### Required tasks
**A.** In the Liverpool Stadium history, who designed the building?
**B.** Copy the Liverpool Stadium history word for word, from "A Short History" to "city’s musical history.".

### Text segment
----
A Short History of Liverpool Stadium
Liverpool
Stadium staged many of the city’s best gigs during the 1970s, running
the gamut from avant garde, prog, hard rock and the beginnings of punk.
Despite this, its pivotal role in Liverpool’s music past is overlooked.
celebrates the venue’s place in the city’s musical history.
While Mathew Street is understandably venerated, drawing thousands of
visitors each year to The Cavern to soak up The Beatles’ history,
and Eric’s on the same street has achieved legendary status, a huge
part of Liverpool’s musical past formerly situated a quarter of
a mile away is seriously neglected.
The Liverpool Boxing Stadium (to give it its full title) was the premier
live music venue in the city for almost all of the 1970s. Considering
the illustrious roll-call of bands who played there, its dedicated fansite
describes the place as "One of the forgotten rock venues".
Demolished in the mid 1980s, The Stadium has a permanent exhibit in The
Liverpool Life Museum, dedicated to its sporting heritage, with scores
of handbills, photographs and newspaper cuttings of legendary pugilists
including Liverpool’s very own light heavyweight world champion
John Conteh in action.
Despite the wealth of material that could fill a similar space for the
venue’s musical history, this part of the Stadium’s past is
woefully under-represented. The venue is passed over in several histories
of Liverpool music, possibly due to a lack of local bands who formed and
played at the venue, unlike The Cavern and Eric’s.
Like The Cavern that preceded it, Eric’s that followed and on to
The Zanzibar a decade ago and The Kazimier in the present day, people
who attended The Stadium had an emotional attachment to the place that
went beyond going to ‘just another venue.’
Aside from superb fansites
and Facebook group Stadium Daze, there is scarcely any account of the
venue’s musical history, even though concerts being held at a rate
of one a week for much of the 1970s.
Where the Stadium stood, alongside the far end of Exchange Station in
a district of the city once covered with warehouses, the space is now
entirely occupied by a vast steel and glass construction that houses dozens
of offices. Built on the site of the huge ornate St. Paul’s Church,
between Pall Mall and Old Hall St, The Stadium was the world’s first
(and to date only) purpose-built Boxing Stadium. Designed by architect
Kenmure Kinna, the building cost £30,000 (way over a million in
today’s money) and was opened on 20th October 1932.
Boxing
was a hugely popular sport in Liverpool, with many of the most revered
fighters drawn from immigrant backgrounds, especially the city’s
Italian community based in ‘Little Italy’, where John Moores’
Byrom Street campus now stands.
----
### Data extract
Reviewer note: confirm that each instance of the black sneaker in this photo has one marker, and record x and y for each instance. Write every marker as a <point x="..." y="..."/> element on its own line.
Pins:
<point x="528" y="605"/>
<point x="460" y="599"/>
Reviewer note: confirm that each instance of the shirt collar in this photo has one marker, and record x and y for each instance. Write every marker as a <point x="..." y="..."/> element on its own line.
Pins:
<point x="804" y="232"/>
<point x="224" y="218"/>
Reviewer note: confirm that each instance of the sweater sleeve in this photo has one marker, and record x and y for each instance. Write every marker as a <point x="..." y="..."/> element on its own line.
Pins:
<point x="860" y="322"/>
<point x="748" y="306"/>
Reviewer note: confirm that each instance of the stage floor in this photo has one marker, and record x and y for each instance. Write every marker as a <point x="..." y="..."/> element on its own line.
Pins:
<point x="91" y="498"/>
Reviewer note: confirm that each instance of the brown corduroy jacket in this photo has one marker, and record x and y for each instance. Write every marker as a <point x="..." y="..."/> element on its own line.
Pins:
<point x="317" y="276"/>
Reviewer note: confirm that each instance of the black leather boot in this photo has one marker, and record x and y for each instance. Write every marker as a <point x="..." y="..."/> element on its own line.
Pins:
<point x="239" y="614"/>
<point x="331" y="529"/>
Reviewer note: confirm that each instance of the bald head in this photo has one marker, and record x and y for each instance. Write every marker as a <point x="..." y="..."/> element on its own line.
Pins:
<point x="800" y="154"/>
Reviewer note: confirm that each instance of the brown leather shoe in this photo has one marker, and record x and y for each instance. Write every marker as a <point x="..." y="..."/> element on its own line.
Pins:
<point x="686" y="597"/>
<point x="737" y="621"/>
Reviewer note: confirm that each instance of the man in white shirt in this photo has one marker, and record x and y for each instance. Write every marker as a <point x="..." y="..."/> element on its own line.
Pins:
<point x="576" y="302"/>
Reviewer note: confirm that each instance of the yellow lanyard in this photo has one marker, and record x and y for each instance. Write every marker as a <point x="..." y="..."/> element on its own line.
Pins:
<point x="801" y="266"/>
----
### Answers below
**A.** Kenmure Kinna

**B.**
A Short History of Liverpool Stadium
Liverpool
Stadium staged many of the city’s best gigs during the 1970s, running
the gamut from avant garde, prog, hard rock and the beginnings of punk.
Despite this, its pivotal role in Liverpool’s music past is overlooked.
celebrates the venue’s place in the city’s musical history.